What to work on
Please restate the data word for word.

Supplied data
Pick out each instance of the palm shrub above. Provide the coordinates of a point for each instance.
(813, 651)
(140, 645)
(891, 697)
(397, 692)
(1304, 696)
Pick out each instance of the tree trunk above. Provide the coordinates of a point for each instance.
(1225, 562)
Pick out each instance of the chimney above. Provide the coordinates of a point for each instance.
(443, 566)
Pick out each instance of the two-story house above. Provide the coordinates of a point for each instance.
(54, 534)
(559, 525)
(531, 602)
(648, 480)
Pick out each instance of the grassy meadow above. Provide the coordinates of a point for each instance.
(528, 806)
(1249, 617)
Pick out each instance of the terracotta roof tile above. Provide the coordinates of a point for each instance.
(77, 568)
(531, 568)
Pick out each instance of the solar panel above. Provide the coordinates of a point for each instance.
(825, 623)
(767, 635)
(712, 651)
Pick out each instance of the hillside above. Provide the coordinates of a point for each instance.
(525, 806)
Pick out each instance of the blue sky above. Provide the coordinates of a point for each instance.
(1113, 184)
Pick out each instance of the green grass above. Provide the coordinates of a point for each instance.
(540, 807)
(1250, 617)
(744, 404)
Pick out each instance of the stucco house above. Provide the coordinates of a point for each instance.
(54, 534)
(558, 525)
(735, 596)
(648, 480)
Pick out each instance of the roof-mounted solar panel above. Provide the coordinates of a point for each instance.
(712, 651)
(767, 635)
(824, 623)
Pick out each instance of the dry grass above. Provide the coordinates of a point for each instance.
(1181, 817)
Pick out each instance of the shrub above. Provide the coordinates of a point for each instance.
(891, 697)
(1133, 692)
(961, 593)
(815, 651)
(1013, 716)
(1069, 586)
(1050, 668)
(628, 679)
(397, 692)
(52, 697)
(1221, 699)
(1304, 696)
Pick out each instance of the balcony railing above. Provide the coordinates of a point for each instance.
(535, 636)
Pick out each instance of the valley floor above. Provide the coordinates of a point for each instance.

Solution
Pick out each instance of the palm shrub above. Provide the coordinates of a point for each instance.
(813, 651)
(140, 645)
(891, 697)
(397, 692)
(1304, 696)
Pick out each instance of the tree trunk above. Provide the coordinates of a point for each instance.
(1225, 562)
Pick out each instance of the chimney above. Provide the coordinates of a point for each instance.
(443, 566)
Pick out each instance of the two-story house above. Provide the coordinates of a point for each instance.
(54, 534)
(559, 525)
(531, 602)
(648, 480)
Pick out each instance of the grassy meadow above. Provide the coordinates of a point for each instance.
(528, 806)
(1249, 617)
Pick out each instance of the terracotta roof tile above. Provide the coordinates of a point for each instance.
(77, 568)
(531, 568)
Pick out each instance of the solar panel above. Provide the coordinates of a point for each instance.
(825, 623)
(767, 635)
(712, 651)
Pick out each instance of the hillside above. Provide the coordinates of a point for each instance.
(525, 806)
Pick out each instance of the blue sky above. Provide the coordinates of a point for each instance.
(1113, 184)
Pick out each instance of the green grass above. Provide the coordinates of a point for each instance.
(540, 807)
(1250, 617)
(744, 404)
Pick out each instance of the stucco house above. Provide the coordinates of a point for each instance.
(54, 534)
(558, 525)
(735, 596)
(648, 480)
Pick out each instance of the roof-mounted solar panel above. Provide the coordinates of a point for each instance.
(712, 651)
(767, 635)
(824, 623)
Pick out each instance of the dry grass above. Provide the coordinates of a point for each instance.
(1181, 817)
Pick out each instance of the shrub above. Provide the coordinates of a point for each instance.
(891, 697)
(1133, 692)
(961, 593)
(815, 651)
(1013, 716)
(1069, 586)
(1050, 668)
(628, 679)
(397, 692)
(52, 697)
(1221, 699)
(1304, 696)
Pick out each instance of the balcony railing above. Provide the coordinates of a point for each instance.
(535, 636)
Pick out each instance of the valley floor above. Provide the coordinates of a point for each instance.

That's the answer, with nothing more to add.